• About this task: Give the records back in full, exactly as they read.

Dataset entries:
▬▬▬▬▬▬

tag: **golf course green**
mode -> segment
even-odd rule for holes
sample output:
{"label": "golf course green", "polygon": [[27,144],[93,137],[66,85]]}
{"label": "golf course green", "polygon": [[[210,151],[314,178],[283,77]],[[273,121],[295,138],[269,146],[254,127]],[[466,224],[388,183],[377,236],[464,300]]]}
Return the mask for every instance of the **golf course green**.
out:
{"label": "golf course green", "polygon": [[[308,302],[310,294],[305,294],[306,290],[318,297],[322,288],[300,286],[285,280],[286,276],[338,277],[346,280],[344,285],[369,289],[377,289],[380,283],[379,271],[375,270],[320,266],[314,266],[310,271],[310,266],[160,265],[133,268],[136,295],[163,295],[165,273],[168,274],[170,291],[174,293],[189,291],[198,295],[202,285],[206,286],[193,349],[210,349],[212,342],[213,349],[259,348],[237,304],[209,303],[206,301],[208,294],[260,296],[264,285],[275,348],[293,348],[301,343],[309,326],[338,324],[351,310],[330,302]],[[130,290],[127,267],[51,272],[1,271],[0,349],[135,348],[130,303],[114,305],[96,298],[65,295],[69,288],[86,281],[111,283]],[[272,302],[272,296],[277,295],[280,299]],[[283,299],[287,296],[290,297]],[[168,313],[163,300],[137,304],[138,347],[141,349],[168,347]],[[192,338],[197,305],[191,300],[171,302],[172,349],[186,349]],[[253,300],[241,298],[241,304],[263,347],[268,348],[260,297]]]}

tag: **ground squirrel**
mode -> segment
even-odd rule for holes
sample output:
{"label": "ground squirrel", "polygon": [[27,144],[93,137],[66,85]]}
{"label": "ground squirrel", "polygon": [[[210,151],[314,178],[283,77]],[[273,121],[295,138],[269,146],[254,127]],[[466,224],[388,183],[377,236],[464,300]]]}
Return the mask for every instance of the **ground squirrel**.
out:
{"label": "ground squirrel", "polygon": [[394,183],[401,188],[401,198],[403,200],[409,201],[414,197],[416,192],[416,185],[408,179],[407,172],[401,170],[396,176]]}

▬▬▬▬▬▬

• Your solution:
tag: **golf course green**
mode -> segment
even-odd rule for holes
sample output:
{"label": "golf course green", "polygon": [[27,144],[93,137],[66,85]]}
{"label": "golf course green", "polygon": [[[210,151],[314,178],[283,77]],[[273,121],[295,138],[269,146],[254,127]],[[466,224],[388,183],[377,236],[464,300]]]}
Return the mask for every instance of the **golf course green**.
out:
{"label": "golf course green", "polygon": [[[308,302],[310,294],[305,294],[306,290],[318,297],[322,288],[300,286],[285,280],[286,276],[338,277],[346,280],[344,285],[369,289],[377,289],[380,283],[379,271],[375,270],[320,266],[314,266],[310,271],[310,266],[160,265],[133,268],[136,295],[163,295],[165,273],[168,274],[170,291],[174,293],[189,291],[198,295],[202,285],[206,286],[193,349],[210,349],[212,342],[213,349],[259,348],[237,304],[209,303],[206,301],[208,294],[260,296],[264,285],[275,348],[293,348],[301,343],[309,326],[338,324],[351,310],[330,302]],[[130,290],[127,267],[51,272],[1,271],[0,349],[135,348],[130,303],[114,305],[96,298],[65,295],[69,288],[86,281],[111,283]],[[272,302],[272,296],[277,295],[280,299]],[[283,299],[287,296],[290,297]],[[168,313],[163,300],[137,304],[138,347],[141,349],[168,347]],[[192,338],[197,305],[191,300],[171,302],[172,349],[186,349]],[[253,300],[241,298],[241,304],[263,347],[268,348],[260,297]]]}

tag: **ground squirrel**
mode -> segment
even-odd rule for holes
sample output:
{"label": "ground squirrel", "polygon": [[27,144],[93,137],[66,85]]}
{"label": "ground squirrel", "polygon": [[[210,151],[314,178],[283,77]],[[273,121],[295,138],[269,146],[254,127]],[[466,224],[388,183],[377,236],[464,300]]]}
Return the mask for every instance of the **ground squirrel**.
out:
{"label": "ground squirrel", "polygon": [[394,183],[401,188],[401,198],[403,200],[409,201],[414,197],[416,192],[416,185],[408,179],[407,172],[401,170],[396,176]]}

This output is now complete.